Brief:
Please return all lines from the records below that include the string "column".

START Data shown

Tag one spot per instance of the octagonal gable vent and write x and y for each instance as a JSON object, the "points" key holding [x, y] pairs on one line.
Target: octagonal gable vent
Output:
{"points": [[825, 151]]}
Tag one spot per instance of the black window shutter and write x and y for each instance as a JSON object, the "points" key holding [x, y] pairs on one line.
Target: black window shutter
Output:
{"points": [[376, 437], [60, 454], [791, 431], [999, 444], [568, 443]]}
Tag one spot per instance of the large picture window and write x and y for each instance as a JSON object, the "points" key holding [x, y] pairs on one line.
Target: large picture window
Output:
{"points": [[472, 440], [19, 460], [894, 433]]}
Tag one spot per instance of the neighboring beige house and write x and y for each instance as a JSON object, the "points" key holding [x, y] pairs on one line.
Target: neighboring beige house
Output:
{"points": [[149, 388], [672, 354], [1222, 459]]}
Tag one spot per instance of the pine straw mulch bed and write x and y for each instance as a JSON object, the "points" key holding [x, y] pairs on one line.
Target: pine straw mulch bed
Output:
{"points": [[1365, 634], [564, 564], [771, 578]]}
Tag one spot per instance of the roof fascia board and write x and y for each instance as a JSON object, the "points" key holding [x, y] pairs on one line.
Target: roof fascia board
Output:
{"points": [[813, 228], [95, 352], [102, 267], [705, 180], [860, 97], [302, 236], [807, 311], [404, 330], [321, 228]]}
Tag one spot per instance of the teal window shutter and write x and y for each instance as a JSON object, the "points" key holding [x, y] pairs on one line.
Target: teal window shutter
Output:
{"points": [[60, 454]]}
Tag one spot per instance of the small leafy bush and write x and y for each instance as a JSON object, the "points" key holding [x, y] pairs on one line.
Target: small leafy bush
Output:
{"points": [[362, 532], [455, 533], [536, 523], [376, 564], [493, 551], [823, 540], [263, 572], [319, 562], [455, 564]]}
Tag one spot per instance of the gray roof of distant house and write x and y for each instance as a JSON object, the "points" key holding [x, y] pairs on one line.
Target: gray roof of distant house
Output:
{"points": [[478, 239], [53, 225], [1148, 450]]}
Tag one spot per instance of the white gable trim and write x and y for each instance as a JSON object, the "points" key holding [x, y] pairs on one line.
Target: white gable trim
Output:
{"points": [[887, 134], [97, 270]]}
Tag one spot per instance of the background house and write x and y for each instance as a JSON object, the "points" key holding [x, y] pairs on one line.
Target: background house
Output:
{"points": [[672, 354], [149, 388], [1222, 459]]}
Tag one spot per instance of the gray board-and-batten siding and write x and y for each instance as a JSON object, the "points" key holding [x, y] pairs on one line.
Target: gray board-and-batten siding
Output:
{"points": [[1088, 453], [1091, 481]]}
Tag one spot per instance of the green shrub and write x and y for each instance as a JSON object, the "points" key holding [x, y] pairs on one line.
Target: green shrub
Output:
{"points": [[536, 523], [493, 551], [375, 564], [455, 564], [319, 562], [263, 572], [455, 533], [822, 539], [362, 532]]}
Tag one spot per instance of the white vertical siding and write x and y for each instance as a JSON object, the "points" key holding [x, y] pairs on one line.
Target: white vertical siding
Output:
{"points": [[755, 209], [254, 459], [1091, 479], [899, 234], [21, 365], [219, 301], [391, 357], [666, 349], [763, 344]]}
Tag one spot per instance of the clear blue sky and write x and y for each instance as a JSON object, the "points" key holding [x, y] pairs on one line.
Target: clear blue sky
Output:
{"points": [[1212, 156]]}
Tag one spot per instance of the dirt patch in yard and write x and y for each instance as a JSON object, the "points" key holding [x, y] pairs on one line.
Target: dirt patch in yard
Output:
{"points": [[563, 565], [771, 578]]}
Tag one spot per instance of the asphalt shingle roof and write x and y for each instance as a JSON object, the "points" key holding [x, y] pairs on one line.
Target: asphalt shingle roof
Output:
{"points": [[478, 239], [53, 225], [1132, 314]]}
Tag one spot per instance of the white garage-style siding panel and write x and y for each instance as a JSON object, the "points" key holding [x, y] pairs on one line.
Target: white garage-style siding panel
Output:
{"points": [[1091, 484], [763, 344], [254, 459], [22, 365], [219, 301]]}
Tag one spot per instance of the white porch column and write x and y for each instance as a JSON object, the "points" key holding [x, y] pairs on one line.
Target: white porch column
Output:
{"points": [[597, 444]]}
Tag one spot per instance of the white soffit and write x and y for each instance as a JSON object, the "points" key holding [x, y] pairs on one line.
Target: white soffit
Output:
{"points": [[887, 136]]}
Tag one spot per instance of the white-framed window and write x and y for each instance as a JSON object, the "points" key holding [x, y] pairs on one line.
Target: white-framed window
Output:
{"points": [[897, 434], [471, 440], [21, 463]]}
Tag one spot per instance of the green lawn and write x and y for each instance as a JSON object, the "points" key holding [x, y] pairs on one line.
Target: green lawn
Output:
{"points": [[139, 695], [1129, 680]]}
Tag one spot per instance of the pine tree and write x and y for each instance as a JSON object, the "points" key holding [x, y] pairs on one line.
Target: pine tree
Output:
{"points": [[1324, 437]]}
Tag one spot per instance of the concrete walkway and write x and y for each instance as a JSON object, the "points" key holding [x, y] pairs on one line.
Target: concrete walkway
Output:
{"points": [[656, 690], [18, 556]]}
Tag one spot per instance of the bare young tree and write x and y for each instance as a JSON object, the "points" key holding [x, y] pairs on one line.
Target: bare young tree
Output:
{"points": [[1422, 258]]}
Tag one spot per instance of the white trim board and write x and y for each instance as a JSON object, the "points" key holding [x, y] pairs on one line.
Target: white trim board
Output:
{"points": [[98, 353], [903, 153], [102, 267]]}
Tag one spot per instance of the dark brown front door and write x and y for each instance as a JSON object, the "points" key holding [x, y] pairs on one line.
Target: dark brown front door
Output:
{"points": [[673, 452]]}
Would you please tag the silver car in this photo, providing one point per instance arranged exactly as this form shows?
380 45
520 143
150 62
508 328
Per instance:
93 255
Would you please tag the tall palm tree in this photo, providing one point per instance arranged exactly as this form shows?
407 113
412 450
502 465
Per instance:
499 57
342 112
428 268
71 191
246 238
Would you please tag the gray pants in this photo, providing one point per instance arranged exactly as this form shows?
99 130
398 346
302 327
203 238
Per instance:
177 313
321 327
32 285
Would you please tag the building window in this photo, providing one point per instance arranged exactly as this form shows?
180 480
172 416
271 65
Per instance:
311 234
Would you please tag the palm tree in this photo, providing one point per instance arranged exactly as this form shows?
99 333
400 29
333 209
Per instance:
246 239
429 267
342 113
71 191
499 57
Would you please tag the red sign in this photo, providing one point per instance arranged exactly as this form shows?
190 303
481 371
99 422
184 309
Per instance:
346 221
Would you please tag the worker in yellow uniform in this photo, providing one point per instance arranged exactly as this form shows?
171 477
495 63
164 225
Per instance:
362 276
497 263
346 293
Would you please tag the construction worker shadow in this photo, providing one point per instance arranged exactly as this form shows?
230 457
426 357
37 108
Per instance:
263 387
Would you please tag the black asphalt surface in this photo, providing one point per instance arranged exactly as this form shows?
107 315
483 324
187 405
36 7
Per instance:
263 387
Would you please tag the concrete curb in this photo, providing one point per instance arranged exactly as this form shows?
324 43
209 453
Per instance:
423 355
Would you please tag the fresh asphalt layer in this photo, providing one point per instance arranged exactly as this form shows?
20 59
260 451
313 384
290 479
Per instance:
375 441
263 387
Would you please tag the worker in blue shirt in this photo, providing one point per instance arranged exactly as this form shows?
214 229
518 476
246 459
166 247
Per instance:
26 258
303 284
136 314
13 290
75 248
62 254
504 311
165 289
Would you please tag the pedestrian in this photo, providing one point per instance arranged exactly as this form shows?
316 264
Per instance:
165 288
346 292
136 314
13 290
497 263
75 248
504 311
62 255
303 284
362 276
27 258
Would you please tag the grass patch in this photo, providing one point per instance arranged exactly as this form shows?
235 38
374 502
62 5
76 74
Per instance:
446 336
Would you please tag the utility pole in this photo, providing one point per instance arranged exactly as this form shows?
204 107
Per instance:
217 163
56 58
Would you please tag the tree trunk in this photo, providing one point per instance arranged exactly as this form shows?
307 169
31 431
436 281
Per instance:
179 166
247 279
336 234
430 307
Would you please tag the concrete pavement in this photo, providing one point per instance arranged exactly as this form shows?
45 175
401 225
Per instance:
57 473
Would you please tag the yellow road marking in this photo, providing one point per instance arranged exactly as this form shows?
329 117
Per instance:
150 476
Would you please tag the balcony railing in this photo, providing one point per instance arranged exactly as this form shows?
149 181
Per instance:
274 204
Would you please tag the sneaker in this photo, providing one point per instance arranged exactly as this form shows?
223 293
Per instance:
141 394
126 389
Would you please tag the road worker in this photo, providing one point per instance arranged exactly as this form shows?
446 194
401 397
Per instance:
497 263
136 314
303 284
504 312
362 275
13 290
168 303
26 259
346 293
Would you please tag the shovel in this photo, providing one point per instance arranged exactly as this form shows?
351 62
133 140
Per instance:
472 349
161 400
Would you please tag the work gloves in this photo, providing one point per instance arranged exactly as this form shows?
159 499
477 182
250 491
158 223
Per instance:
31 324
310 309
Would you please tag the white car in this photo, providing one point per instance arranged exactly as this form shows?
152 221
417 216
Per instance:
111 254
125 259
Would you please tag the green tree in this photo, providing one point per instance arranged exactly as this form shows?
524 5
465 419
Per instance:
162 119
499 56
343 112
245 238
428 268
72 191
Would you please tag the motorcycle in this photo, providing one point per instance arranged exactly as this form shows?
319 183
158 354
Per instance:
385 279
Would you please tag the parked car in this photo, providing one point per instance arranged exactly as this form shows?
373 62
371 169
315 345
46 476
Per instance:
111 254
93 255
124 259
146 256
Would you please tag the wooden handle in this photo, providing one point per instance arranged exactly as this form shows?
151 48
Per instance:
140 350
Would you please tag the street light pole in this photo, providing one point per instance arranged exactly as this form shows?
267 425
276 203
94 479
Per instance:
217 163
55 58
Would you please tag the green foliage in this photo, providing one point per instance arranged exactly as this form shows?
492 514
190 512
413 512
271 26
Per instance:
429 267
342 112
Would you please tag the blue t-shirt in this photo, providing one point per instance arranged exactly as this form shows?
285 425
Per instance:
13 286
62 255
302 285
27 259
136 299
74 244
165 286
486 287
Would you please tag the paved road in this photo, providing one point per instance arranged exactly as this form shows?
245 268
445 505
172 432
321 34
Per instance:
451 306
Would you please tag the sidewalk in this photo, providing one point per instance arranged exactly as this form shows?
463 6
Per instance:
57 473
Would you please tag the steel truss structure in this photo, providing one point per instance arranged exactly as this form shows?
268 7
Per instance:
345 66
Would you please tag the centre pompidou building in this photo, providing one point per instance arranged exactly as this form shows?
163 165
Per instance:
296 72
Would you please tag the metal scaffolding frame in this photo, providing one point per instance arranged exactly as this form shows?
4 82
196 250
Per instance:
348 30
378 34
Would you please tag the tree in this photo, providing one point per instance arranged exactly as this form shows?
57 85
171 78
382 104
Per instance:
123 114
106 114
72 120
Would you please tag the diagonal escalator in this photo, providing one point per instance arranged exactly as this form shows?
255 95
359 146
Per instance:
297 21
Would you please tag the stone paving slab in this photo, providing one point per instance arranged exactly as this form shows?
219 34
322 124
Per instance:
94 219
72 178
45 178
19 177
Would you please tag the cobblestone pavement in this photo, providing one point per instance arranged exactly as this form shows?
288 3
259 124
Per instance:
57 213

END Data shown

Exercise result:
Tag one spot per instance of the white porch column and write x and y for each instance as a JSON object, the "points" key holding [x, y] pairs on one line.
Target: white porch column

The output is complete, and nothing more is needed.